* **Recorded information**

Start of Block

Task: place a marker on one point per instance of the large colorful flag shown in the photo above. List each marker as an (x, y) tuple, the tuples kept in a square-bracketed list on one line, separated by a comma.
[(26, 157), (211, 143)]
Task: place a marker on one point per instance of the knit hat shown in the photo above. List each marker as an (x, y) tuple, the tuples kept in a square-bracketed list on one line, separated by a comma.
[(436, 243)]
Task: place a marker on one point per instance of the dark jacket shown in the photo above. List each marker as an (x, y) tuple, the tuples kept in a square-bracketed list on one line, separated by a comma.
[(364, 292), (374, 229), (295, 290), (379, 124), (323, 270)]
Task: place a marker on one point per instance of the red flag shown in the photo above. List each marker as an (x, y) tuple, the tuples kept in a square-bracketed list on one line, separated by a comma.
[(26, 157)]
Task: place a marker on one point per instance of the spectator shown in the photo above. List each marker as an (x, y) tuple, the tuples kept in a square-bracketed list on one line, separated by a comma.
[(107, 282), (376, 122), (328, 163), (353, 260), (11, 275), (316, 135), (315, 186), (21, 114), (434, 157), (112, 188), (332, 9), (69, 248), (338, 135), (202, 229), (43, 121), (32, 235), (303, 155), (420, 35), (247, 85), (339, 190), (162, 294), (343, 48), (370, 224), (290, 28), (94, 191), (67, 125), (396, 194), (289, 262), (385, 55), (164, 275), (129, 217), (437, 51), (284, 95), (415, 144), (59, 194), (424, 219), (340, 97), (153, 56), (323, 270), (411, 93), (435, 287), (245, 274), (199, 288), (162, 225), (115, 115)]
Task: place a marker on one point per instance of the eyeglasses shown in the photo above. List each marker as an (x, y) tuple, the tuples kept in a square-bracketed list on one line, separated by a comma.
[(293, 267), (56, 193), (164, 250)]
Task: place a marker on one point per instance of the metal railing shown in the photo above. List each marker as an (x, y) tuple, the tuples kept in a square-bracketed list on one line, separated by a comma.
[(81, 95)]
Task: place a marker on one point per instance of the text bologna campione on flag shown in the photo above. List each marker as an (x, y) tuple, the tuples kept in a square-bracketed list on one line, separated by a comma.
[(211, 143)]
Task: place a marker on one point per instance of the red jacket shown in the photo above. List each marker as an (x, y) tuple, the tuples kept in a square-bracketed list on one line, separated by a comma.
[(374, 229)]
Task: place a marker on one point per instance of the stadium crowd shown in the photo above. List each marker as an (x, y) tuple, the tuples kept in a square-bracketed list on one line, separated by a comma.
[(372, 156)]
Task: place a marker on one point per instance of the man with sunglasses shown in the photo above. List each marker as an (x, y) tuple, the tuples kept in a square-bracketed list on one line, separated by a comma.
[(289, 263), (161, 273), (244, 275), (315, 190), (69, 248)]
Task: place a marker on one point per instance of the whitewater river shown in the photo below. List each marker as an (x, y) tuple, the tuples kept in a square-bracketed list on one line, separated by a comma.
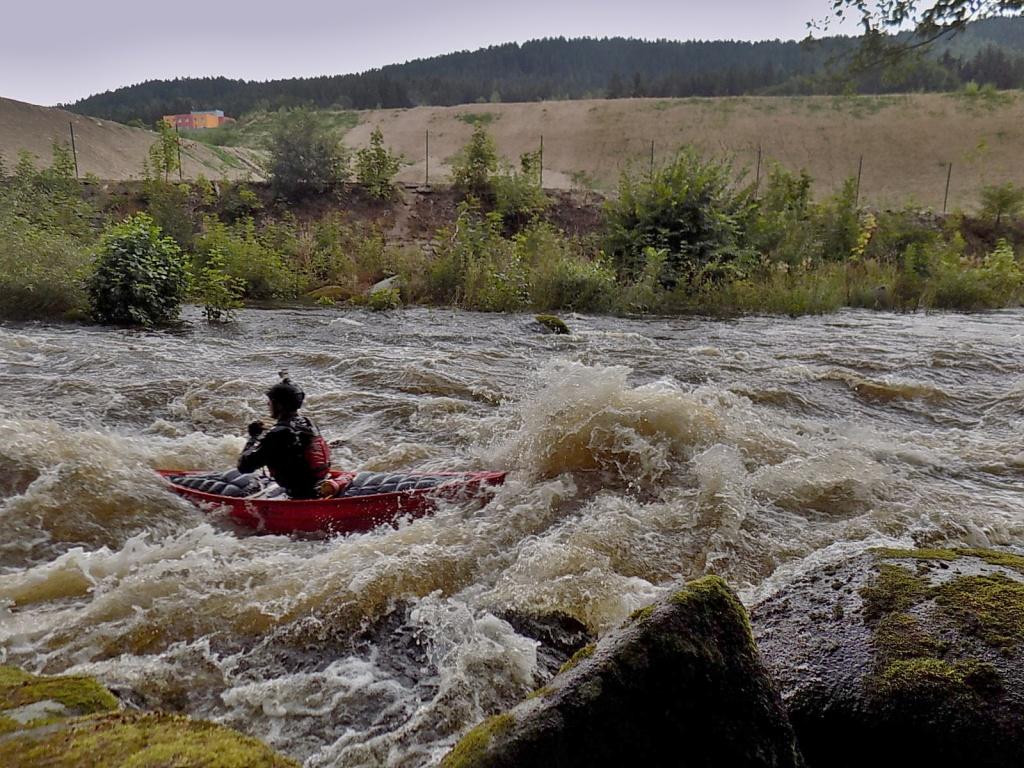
[(639, 452)]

End of Block

* **What to produce**
Please transcribe every record above exactly as written, leaving out the pictures.

* **Your response**
Task: place a marker on one point per instance of the large colorful flag shown in the photo above. List each marker as an (x, y) tuple, the tuples kept in a square-bracketed list on one line, separated by a comma.
[(26, 157), (211, 143)]
Task: place a marker on one point per instance of the knit hat shown in the photo above. List each marker as an (x, y) tuple, the tuples kept in a square-bracketed list on one line, separated by a comma.
[(436, 243)]
Task: place a marker on one point per instance of the dark jacket shown in the photo above. List each marker as an (x, y) tuple, the tuples kept in a square-bracketed list on one line, separated by a comma.
[(364, 292), (374, 229), (295, 290), (379, 124), (323, 270)]
Task: place a marker on one point per instance of the red flag shown in the photo above. List each marker as an (x, y) tuple, the tuples kept in a square-bracketed list on one line, separated by a comma.
[(26, 157)]
Task: place a marker on one point per instance of the spectator shown in the photo above. List each marker as an (x, y) tuple, the tuples kept in a square-bracketed list on one line, separated by a comma.
[(107, 282), (376, 122), (328, 163), (353, 260), (11, 275), (316, 135), (315, 186), (21, 114), (434, 157), (112, 188), (332, 9), (69, 248), (338, 135), (202, 229), (43, 121), (32, 235), (303, 155), (420, 35), (247, 85), (339, 190), (162, 294), (343, 48), (370, 224), (290, 28), (94, 191), (67, 125), (396, 194), (289, 262), (385, 55), (164, 275), (129, 217), (437, 51), (284, 95), (415, 144), (59, 194), (424, 219), (340, 97), (153, 56), (323, 270), (411, 93), (435, 287), (245, 274), (199, 288), (162, 225), (115, 115)]
Task: place a marker on one point per instance of the eyeglasses shown in the photo above. List each marker as an (x, y) tuple, the tuples kept in a square-bracketed list on one line, separated by a comma.
[(293, 267), (56, 193), (164, 250)]
Task: place a marker on one point per instance of the metal railing shown in the photo above. List each marker as an (x, y) tuple, the tuples kept in a square-bracketed list on one line, separated by a comma.
[(81, 95)]
Task: place a marker on one point per instance of the text bologna campione on flag shown in the photo above. List each marker as an (x, y) tuple, the tuples kept in a square-bracketed list on one line, separated by a comma.
[(211, 143)]
Task: place a marker on one point per instance of the red jacket shown in the photo above. List each marker as an (x, y) tuple, the tuples kept in a square-bracketed list on one line, separated by a comma.
[(374, 229)]
Task: place a marker on one point per instance of the stadium crowd shown in the photo above. List each marker as an (x, y) tuple, the tuples kept in a square-bracketed list on one line, separated by a comma.
[(372, 156)]
Task: place a marker on one point per instance of the man with sunglasses shown in the photo above. List each marker as an (x, y) tuple, the tuples kept in a square-bracketed list on one line, separated by a comma.
[(289, 263), (161, 273), (244, 275), (315, 190), (69, 248)]
Task: place a marker on one point per instance of the whitewater river shown in the photo below. List each marker as an (x, y) tuple, the tuples kept in a square-bracketed list on one line, separated by a comma.
[(639, 452)]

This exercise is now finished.